Text to read:
--- START ---
Reviews
Reviews Editor: Dr Peter Barker

Hans Döbert, Hans-Werner Fuchs, Horst Weishaupt (Hrsg.) (2002)
Transformation in der ostdeutschen Bildungslandschaft. Eine Forschungsbilanz

Opladen: Leske + Budrich, 154 pp., ISBN 3-8100-3457-6 (Pb)

This volume brings together ten contributions from a symposium, which provided the title for this volume, and a workshop entitled “Schulentwicklung in den neuen Ländern”. Both formed part of the Seventeenth Congress of the Deutsche Gesellschaft für Erziehungs-wissenschaft, which took place in 2000 in Göttingen and had as its overall theme “Bildung und Erziehung in Übergangsgesellschaften”.
Most of the contributions concentrate on the transformation process which east Germany underwent during the 1990s, but the last two provide a comparative perspective: Johann Steyn compares the process of building a new culture of democratic education in South Africa with that in east Germany, while Gerlind Schmidt describes the process of transformation of the educational system in Russia without making direct comparisons with east Germany.
One theme occurs again and again in the contributions, namely the fact that the eastern Länder found themselves confronted with the need to undergo a second transformational process in the educational system in the latter part of the 1990s before they had had time to evaluate and modify in the light of experience the effectiveness of the structural reforms of the early 1990s, when the eastern system was adapted to the western one. The dramatic collapse in the birthrate, which meant that between 1993 and 1995 approximately 60% fewer children were born compared with 1989. This has resulted in educational authorities being forced to look for new ways of rationalising their school structures to make the process of school closures and mergers less painful. This process is described by Melanie Fabel as a “doppelter Modernisierungsprozess”. She argues that because the process of change has been so dramatic in the east, necessitating a turning-away from the traditional three-tiered system in all but one of the eastern Länder, Mecklenburg-Vorpommern, leading to the creation of a two-tiered structure with more integrated and flexible structures than in the western Länder, eastern Germany can be seen as a “Vorreiter” which could provide a model for future solutions to problems in the educational system of Germany as a whole.
--- END ---
Information provided:
--- START ---
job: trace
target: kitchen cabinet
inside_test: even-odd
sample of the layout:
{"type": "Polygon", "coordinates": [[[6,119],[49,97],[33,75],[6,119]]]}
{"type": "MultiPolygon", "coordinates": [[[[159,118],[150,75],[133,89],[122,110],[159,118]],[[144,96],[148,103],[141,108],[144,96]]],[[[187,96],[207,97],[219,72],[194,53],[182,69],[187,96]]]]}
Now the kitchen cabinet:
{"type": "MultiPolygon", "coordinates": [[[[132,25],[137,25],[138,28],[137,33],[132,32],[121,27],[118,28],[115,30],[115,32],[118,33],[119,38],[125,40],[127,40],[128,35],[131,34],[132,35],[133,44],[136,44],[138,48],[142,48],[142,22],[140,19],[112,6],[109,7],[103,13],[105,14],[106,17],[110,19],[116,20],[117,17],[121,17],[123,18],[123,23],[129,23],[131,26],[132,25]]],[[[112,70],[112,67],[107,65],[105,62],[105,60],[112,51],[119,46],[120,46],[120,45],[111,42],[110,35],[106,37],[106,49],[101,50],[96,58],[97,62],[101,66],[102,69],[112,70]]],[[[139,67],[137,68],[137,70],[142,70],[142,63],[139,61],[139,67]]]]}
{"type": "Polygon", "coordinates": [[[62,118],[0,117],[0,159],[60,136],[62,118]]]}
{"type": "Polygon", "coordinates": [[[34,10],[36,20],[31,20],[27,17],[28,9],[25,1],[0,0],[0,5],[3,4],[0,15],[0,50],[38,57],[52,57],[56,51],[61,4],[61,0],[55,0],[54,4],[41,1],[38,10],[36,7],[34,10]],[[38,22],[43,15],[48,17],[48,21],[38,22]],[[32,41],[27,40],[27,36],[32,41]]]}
--- END ---
Your tasks:
1. Condense the paragraph of the review beginning "Most of the contributions concentrate" into a shorter version that keeps its main facts.
2. Transcribe the review word for word from "Most of the" to "with east Germany.".

Solutions in order:
1. Most contributions focus on east Germany's transformation during the 1990s, but the last two take a comparative view. Johann Steyn compares the building of a new culture of democratic education in South Africa with that in east Germany. Gerlind Schmidt describes the transformation of Russia's educational system without directly comparing it with east Germany.

2.
Most of the contributions concentrate on the transformation process which east Germany underwent during the 1990s, but the last two provide a comparative perspective: Johann Steyn compares the process of building a new culture of democratic education in South Africa with that in east Germany, while Gerlind Schmidt describes the process of transformation of the educational system in Russia without making direct comparisons with east Germany.